» **EXERCISE PROMPT**
Give every line below again, exactly.

» **EXERCISE MATERIAL**
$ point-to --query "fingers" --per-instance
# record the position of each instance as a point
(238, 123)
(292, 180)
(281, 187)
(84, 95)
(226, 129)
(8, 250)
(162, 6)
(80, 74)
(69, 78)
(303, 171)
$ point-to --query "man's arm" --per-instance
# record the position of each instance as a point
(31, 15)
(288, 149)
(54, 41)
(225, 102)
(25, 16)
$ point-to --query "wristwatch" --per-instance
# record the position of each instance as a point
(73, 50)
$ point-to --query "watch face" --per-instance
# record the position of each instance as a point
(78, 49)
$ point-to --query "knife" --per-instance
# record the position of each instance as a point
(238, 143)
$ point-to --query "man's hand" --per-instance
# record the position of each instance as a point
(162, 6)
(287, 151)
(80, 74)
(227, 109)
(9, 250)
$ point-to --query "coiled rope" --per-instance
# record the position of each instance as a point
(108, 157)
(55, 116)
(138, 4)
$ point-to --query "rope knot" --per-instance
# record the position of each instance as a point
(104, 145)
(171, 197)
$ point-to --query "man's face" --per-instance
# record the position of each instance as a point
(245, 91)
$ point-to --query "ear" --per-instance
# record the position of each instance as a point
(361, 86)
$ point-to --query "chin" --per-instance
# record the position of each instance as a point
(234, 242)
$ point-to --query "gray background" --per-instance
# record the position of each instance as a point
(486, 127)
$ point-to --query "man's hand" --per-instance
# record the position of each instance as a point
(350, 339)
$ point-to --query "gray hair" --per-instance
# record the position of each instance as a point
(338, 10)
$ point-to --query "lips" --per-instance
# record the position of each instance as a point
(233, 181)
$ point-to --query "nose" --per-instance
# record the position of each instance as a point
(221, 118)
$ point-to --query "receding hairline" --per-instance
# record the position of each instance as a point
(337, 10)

» **CORRECT OUTPUT**
$ point-to --query "fingers" --per-instance
# record the position of each instance as a point
(238, 123)
(292, 180)
(281, 187)
(84, 95)
(226, 129)
(8, 250)
(162, 6)
(80, 74)
(69, 78)
(303, 171)
$ point-to --query "man's arm" --per-instance
# record the position of each instance as a point
(31, 15)
(288, 149)
(54, 41)
(225, 102)
(25, 16)
$ point-to --query "wristwatch" --per-instance
# record the position of each instance as a point
(73, 50)
$ point-to --query "watch face" --per-instance
# record the position of each instance as a point
(78, 49)
$ point-to --query "knife" --per-instance
# record the position of each instance as a point
(238, 143)
$ point-to --query "man's hand" --per-instance
# record the position of each instance as a point
(162, 6)
(287, 151)
(80, 74)
(227, 109)
(9, 250)
$ point-to --query "coiled rope" --per-instance
# record the position of each instance as a point
(108, 157)
(55, 116)
(138, 4)
$ point-to --query "rope knot" --per-instance
# record the position of each instance as a point
(104, 145)
(171, 197)
$ point-to --query "man's face" --per-instance
# record the position of each instance as a point
(245, 91)
$ point-to --query "ear" --per-instance
# record the position of each instance as a point
(361, 86)
$ point-to --query "chin" --per-instance
# record the position of each instance as a point
(234, 242)
$ point-to --query "gray background" --per-instance
# record the position of each instance as a point
(486, 127)
$ point-to --query "man's hand" --per-instance
# record the position of each instance as a point
(350, 339)
$ point-to --query "gray hair" --per-instance
# record the position of each instance as a point
(338, 10)
$ point-to --query "lips" --per-instance
# record the position of each instance as a point
(233, 181)
$ point-to --query "nose" --per-instance
# record the position of each instance as a point
(221, 118)
$ point-to --query "receding hairline" --per-instance
# record the position of each instance as a point
(337, 10)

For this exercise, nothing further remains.